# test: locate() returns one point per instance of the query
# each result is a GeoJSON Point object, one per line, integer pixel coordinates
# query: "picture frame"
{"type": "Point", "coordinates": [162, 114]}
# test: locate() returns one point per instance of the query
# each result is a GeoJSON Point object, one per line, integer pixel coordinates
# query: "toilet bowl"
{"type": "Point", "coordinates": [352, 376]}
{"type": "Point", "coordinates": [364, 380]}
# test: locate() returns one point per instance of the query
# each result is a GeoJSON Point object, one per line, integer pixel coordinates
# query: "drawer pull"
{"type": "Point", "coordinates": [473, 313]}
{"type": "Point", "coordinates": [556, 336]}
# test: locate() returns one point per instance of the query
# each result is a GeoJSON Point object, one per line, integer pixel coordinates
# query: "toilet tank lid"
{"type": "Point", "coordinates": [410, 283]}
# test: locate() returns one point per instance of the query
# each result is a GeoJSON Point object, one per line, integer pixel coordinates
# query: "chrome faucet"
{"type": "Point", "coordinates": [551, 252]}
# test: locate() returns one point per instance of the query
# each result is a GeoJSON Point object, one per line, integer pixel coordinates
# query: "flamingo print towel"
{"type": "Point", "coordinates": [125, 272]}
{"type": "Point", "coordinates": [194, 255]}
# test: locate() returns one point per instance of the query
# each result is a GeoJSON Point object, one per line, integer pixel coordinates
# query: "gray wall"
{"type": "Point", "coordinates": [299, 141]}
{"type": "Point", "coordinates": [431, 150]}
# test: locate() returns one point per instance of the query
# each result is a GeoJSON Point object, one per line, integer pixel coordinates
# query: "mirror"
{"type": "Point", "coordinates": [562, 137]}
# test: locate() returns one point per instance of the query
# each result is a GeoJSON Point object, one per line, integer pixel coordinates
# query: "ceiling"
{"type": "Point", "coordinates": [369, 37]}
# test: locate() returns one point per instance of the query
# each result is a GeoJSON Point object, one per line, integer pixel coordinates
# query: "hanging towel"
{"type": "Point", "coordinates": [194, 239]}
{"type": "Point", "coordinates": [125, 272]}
---
§ **Work required**:
List each line in the data above that contains the string "toilet". Case matters.

§ **Answer to this problem**:
# query: "toilet bowl"
# query: "toilet tank lid"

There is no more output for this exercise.